[Dataset start]

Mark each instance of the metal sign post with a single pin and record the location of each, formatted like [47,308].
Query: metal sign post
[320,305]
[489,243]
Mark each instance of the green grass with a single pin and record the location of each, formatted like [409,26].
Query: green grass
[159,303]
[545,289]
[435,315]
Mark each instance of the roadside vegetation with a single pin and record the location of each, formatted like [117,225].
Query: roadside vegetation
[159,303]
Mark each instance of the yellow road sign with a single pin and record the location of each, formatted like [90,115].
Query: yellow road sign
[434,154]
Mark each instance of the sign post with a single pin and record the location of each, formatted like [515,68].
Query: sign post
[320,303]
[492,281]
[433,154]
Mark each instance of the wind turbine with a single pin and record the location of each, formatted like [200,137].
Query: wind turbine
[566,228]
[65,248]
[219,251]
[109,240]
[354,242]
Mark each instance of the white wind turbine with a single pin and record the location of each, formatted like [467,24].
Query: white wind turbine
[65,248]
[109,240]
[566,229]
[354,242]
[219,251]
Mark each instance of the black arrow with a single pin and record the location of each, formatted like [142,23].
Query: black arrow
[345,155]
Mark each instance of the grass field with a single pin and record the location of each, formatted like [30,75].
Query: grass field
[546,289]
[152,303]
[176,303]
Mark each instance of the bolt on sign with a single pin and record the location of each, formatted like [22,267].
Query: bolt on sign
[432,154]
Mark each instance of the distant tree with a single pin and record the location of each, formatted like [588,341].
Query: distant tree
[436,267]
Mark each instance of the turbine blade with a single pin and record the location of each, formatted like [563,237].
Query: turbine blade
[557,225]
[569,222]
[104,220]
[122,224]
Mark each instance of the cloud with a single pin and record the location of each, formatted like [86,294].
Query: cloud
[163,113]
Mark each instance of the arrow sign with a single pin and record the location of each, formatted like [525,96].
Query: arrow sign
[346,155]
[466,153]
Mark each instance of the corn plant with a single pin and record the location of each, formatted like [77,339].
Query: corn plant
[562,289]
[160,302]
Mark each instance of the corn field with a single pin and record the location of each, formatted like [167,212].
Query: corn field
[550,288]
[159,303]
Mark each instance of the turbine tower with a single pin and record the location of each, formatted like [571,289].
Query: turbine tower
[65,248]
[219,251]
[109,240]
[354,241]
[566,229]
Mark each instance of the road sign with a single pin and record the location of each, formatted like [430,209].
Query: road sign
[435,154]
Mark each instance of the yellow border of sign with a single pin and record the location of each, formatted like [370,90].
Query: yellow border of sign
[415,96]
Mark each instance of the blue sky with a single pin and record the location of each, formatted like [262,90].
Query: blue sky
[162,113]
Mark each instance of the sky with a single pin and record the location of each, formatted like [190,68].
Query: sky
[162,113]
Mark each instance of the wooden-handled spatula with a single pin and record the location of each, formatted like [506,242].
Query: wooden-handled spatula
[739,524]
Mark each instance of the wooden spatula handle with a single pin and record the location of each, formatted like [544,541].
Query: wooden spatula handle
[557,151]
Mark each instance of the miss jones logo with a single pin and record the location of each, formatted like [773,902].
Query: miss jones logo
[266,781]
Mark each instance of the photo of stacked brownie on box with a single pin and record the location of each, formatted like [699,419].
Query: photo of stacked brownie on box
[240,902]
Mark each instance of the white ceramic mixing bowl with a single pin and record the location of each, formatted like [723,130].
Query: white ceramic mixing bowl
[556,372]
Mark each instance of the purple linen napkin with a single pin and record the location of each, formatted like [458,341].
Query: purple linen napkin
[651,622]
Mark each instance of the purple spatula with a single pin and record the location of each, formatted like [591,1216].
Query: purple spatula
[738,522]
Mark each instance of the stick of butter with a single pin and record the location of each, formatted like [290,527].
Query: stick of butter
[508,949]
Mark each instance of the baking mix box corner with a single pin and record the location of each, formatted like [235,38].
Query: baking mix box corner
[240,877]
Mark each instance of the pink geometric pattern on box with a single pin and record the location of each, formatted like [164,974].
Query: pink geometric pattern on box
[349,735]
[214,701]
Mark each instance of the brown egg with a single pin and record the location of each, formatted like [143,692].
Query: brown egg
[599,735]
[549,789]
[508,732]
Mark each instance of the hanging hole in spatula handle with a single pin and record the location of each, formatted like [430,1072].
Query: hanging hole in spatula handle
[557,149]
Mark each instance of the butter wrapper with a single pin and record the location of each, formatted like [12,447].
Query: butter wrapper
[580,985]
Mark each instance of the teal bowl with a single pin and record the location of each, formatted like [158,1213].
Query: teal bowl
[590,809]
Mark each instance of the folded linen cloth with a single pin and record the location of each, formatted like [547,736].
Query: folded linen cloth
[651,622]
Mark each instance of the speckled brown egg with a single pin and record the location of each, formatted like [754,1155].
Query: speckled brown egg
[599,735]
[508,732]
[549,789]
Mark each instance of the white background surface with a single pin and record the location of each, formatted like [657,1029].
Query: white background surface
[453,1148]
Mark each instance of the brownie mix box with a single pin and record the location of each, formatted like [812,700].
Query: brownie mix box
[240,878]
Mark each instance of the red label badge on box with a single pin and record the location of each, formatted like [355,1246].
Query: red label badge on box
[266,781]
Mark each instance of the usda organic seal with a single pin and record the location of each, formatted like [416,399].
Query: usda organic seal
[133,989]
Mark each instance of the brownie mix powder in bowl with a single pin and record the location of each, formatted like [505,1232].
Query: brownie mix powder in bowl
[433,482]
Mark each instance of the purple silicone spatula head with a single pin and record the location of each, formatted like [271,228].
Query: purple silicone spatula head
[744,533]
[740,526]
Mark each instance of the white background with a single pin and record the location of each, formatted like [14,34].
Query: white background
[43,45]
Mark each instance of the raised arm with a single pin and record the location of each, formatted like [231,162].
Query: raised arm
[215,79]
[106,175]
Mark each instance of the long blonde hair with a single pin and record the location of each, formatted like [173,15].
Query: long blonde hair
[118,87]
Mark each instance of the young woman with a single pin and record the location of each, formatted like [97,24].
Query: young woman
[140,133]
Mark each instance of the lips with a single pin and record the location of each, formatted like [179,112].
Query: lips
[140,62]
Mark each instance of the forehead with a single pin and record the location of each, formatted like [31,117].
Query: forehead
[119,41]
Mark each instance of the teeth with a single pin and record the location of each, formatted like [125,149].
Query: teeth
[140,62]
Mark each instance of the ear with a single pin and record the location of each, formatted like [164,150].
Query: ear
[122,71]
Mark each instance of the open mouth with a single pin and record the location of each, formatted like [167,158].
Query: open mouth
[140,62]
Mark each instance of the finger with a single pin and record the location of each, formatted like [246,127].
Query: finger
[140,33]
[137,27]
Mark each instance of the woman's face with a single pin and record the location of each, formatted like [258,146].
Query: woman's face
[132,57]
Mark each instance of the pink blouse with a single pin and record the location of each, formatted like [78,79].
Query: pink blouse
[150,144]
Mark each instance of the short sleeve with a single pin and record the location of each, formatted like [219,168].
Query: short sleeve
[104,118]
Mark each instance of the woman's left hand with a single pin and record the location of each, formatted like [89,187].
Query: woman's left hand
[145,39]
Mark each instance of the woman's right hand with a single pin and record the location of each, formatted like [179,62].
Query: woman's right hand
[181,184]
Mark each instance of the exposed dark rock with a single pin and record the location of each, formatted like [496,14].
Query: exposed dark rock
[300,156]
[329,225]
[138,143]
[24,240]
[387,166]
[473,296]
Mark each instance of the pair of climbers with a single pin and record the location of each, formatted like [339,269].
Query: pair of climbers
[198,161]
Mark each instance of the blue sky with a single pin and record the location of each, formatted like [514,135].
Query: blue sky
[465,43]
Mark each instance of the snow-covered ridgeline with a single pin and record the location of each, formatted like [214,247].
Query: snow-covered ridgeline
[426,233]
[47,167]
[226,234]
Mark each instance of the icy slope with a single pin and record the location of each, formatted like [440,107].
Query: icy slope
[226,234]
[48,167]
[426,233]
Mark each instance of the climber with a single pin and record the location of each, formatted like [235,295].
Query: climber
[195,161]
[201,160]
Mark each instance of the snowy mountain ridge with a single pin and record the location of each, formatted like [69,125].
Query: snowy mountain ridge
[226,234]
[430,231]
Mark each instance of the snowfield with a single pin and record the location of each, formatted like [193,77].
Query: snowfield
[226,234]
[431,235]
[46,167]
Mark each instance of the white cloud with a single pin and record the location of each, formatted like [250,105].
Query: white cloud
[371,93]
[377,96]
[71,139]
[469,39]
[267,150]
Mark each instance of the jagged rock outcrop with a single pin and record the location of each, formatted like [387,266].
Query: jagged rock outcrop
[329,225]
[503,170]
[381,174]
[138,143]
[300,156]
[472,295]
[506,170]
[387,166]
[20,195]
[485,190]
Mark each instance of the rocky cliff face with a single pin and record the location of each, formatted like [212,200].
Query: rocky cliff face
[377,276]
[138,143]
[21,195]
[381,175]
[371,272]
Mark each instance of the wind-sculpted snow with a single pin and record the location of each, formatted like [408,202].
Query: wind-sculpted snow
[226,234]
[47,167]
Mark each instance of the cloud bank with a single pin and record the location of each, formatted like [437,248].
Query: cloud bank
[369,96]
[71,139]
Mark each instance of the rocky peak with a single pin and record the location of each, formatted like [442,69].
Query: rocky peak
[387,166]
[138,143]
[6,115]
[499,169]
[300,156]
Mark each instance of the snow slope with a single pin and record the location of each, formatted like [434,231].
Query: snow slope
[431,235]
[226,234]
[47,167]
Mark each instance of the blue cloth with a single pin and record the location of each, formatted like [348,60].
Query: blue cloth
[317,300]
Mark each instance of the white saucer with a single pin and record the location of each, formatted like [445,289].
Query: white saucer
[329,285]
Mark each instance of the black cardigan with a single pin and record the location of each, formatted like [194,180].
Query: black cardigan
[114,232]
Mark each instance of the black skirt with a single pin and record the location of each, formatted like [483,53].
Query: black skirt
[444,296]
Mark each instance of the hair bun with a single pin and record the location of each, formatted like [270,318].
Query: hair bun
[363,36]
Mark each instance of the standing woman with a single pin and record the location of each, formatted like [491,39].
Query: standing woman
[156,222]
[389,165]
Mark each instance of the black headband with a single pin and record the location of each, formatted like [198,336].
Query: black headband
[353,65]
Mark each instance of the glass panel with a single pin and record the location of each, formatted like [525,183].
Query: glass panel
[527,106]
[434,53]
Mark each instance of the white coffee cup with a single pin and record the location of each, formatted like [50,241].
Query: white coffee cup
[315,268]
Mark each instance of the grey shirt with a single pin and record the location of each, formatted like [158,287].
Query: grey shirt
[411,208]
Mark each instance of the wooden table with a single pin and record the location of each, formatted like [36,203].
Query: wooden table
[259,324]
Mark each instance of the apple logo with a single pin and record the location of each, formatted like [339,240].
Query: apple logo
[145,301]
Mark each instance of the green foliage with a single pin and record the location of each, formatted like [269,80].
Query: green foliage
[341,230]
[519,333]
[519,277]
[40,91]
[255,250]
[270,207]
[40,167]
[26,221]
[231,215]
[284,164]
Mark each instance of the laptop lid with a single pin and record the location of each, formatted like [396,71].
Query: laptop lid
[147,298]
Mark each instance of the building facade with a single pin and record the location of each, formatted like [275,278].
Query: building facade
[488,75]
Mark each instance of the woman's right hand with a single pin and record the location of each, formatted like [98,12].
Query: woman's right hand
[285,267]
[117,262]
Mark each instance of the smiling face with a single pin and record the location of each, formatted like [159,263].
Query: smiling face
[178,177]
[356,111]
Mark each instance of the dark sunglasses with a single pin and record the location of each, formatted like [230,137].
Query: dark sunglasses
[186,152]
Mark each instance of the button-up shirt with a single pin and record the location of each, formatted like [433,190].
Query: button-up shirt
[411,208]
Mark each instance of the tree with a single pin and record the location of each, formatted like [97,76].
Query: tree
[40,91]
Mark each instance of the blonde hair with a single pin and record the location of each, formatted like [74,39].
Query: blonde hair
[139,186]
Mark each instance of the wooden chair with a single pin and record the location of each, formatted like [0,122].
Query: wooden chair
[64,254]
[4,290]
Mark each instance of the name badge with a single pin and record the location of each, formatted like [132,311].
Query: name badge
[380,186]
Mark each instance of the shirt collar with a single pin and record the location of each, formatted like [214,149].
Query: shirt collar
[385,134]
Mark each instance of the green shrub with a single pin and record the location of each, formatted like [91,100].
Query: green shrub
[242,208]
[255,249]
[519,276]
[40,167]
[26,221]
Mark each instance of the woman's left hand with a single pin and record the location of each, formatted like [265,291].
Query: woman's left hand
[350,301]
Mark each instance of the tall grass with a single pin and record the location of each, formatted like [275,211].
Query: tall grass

[Dataset end]

What the task asks: Output, unchanged, the lines from the line with "Mark each instance of the name" through the final line of the material.

Finished exercise:
Mark each instance of the name badge with a single pin and record the location of each, formatted like [132,311].
Query: name badge
[380,186]
Mark each instance of the shirt collar with a single pin and record the location of each, formatted like [214,149].
Query: shirt collar
[385,134]
Mark each instance of the green shrub with a single pin and record the location of each, formatted like [91,100].
Query: green shrub
[242,208]
[255,249]
[519,276]
[40,167]
[26,221]
Mark each instance of the woman's left hand with a single pin and record the location of each, formatted like [265,291].
Query: woman's left hand
[350,301]
Mark each instance of the tall grass with a single pin and record the location of each, formatted like [275,211].
Query: tall grass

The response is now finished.